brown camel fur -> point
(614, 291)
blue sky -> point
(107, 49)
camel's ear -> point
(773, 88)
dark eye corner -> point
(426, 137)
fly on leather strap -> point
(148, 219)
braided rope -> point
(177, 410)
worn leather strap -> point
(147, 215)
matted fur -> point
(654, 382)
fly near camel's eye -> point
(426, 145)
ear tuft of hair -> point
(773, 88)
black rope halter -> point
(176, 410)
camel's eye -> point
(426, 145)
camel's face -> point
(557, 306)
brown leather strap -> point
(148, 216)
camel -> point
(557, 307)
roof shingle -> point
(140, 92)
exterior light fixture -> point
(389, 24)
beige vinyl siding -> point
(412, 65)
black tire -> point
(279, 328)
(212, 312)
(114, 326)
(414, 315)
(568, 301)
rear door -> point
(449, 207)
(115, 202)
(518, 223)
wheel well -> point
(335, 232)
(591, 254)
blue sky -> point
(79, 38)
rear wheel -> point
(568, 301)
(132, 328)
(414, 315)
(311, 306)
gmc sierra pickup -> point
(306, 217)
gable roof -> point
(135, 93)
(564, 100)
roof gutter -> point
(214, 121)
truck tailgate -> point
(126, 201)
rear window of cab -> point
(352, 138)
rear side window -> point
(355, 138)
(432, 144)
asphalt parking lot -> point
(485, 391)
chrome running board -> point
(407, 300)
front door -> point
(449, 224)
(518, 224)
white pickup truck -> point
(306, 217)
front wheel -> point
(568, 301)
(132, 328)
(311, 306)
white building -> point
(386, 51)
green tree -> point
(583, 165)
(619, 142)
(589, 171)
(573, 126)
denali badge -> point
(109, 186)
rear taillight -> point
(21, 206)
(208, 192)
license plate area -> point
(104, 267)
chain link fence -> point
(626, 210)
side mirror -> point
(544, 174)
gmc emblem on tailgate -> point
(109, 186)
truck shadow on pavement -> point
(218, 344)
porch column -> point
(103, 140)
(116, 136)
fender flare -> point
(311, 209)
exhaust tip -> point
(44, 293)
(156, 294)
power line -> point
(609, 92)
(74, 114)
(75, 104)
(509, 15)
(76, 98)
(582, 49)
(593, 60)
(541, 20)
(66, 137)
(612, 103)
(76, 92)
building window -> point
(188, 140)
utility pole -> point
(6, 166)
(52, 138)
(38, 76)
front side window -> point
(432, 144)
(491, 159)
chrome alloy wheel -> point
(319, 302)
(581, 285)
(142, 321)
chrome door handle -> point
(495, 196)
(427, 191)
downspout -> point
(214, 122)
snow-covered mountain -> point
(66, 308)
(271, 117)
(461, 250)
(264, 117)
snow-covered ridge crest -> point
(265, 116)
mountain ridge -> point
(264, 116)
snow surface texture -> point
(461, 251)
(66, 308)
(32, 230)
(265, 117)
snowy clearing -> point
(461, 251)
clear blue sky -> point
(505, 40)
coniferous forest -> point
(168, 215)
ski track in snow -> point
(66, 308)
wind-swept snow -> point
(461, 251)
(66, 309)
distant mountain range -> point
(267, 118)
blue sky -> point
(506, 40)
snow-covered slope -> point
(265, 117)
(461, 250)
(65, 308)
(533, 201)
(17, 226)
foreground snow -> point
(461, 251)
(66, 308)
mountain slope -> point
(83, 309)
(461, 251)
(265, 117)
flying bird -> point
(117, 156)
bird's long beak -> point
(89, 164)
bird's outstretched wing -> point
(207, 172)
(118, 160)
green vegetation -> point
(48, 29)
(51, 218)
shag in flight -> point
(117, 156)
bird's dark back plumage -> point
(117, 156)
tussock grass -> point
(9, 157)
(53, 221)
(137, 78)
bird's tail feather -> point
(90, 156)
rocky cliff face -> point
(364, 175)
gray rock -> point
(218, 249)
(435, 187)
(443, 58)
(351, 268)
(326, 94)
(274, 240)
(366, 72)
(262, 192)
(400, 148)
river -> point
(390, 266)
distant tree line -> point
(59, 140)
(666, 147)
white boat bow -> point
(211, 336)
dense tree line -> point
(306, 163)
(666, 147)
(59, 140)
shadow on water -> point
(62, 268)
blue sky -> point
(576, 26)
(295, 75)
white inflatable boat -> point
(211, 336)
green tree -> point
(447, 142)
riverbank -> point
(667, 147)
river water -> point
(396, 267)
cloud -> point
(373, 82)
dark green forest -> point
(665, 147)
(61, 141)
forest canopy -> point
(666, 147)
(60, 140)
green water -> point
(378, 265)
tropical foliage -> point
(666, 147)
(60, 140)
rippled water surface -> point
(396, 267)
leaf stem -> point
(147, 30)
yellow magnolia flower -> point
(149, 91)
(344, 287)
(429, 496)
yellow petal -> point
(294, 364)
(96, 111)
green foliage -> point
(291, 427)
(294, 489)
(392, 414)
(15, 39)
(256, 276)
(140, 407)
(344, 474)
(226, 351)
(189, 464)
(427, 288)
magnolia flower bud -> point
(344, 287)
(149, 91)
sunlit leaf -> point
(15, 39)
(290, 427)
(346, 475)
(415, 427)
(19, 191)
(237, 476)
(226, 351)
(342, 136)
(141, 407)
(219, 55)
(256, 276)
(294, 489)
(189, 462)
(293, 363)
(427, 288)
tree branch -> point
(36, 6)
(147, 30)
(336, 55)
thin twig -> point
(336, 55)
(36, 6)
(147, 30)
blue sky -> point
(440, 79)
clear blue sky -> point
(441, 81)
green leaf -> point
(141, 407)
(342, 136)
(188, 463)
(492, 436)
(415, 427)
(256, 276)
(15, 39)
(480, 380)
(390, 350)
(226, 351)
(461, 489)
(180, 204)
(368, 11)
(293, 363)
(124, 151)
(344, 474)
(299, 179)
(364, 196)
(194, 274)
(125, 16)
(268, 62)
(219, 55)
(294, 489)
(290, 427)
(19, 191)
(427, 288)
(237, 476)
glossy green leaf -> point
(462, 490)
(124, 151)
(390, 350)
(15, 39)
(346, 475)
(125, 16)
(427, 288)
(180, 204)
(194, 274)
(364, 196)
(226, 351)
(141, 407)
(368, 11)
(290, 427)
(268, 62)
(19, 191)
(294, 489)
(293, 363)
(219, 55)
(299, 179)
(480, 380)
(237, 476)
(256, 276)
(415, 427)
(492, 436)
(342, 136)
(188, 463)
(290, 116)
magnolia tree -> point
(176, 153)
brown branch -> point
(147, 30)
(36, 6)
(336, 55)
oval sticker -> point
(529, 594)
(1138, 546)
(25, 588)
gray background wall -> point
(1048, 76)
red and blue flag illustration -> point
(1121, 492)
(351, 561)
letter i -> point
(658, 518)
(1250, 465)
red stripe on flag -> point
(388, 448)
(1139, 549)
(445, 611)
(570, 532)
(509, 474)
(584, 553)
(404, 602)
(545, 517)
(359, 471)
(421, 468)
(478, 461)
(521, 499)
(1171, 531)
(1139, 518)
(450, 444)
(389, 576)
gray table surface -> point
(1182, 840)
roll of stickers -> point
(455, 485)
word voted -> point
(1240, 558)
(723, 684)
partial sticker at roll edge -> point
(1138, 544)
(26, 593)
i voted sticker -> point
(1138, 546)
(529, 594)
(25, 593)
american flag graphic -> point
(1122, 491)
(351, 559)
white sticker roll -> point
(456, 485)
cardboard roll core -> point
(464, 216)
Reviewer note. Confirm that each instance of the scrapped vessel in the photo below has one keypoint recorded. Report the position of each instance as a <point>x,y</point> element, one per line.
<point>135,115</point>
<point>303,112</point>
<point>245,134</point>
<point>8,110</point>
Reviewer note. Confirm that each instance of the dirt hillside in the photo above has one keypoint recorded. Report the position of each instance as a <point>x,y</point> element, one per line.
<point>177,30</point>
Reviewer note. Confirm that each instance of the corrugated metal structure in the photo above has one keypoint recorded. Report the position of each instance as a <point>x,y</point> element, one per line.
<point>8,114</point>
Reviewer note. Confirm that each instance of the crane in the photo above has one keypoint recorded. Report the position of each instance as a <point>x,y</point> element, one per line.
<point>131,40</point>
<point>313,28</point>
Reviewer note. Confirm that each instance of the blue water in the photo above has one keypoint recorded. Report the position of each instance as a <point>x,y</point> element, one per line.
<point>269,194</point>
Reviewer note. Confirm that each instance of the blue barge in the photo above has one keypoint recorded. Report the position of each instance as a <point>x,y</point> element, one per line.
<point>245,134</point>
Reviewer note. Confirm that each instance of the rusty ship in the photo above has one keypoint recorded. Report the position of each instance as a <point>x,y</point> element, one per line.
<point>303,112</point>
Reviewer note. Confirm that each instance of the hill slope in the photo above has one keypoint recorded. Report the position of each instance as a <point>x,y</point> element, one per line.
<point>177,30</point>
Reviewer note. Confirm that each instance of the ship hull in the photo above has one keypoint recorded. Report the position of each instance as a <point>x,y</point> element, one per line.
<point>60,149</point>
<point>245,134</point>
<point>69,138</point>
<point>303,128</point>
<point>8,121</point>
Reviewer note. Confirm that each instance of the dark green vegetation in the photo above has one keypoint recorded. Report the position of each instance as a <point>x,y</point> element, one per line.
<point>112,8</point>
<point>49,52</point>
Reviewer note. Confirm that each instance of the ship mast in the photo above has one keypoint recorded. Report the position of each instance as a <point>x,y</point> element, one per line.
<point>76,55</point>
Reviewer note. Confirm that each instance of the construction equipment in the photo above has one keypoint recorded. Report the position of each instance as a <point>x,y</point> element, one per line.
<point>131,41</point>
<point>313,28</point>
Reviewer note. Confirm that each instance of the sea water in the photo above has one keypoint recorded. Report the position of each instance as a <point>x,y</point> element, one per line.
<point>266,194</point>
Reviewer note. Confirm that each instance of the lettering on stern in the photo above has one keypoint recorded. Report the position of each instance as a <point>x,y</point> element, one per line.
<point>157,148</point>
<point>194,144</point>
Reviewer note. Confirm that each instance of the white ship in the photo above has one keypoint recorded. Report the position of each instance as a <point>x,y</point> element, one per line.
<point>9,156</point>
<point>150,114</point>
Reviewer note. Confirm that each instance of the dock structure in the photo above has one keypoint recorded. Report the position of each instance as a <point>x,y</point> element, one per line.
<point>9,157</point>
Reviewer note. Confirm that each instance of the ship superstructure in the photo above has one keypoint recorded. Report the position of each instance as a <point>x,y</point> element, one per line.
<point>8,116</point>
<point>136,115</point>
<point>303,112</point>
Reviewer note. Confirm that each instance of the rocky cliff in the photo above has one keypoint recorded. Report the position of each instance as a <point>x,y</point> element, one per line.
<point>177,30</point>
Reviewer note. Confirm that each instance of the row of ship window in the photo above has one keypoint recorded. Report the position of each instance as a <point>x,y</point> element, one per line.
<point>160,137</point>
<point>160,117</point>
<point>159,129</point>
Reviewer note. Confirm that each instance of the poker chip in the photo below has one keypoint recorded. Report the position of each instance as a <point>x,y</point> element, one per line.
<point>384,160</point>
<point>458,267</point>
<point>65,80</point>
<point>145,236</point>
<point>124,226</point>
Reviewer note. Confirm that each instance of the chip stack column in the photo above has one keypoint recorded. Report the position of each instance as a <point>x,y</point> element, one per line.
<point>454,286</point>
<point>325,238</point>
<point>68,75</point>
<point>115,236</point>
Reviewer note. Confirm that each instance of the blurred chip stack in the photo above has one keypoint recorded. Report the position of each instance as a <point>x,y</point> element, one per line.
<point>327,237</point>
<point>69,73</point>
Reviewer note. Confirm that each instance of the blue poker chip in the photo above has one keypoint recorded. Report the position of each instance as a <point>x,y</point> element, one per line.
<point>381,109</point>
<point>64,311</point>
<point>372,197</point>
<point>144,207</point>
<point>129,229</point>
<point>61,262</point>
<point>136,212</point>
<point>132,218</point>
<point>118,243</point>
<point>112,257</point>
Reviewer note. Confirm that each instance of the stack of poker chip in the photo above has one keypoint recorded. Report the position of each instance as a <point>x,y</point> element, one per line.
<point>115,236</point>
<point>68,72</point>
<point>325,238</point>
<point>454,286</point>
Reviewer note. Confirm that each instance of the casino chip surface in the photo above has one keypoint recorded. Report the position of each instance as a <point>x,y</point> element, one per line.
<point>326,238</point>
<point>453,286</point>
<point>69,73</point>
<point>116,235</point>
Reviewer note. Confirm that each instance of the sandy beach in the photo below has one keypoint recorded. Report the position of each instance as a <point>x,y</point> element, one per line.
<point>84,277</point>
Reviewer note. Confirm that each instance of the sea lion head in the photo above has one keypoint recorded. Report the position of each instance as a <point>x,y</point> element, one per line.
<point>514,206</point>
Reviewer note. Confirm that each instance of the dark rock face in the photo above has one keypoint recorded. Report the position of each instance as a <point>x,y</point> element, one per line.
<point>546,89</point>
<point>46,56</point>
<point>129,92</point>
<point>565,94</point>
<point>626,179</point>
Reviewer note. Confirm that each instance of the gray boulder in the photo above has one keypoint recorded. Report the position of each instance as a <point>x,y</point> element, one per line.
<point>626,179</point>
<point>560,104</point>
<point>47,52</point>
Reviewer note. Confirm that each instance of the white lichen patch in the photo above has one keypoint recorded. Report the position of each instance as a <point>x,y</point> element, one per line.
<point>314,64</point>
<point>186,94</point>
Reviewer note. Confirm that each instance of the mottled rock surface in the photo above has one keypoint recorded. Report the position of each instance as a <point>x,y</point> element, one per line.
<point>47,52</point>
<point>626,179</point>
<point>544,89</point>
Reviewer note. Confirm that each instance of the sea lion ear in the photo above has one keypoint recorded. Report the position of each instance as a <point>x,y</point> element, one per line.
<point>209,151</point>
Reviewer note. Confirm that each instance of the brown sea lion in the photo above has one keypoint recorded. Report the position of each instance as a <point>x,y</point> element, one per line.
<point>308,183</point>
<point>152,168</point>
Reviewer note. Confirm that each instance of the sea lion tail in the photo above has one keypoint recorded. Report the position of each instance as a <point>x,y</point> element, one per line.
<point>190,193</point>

········

◆ **Exercise objective**
Convert the listing into a numbered list, starting at the line that contains "Reviewer note. Confirm that each instance of the rocky" and stopping after the line that contains "<point>159,129</point>". Include both of those lines, and leave out any blank lines.

◆ **Answer to this problem**
1. Reviewer note. Confirm that each instance of the rocky cliff in the photo above has one keypoint recorded. Report the position of each instance as a <point>x,y</point> element, one per line.
2. <point>177,30</point>
3. Reviewer note. Confirm that each instance of the row of ship window in the photo above has one keypoint recorded. Report the position of each instance as a <point>x,y</point> element, one per line.
4. <point>160,137</point>
5. <point>160,117</point>
6. <point>159,129</point>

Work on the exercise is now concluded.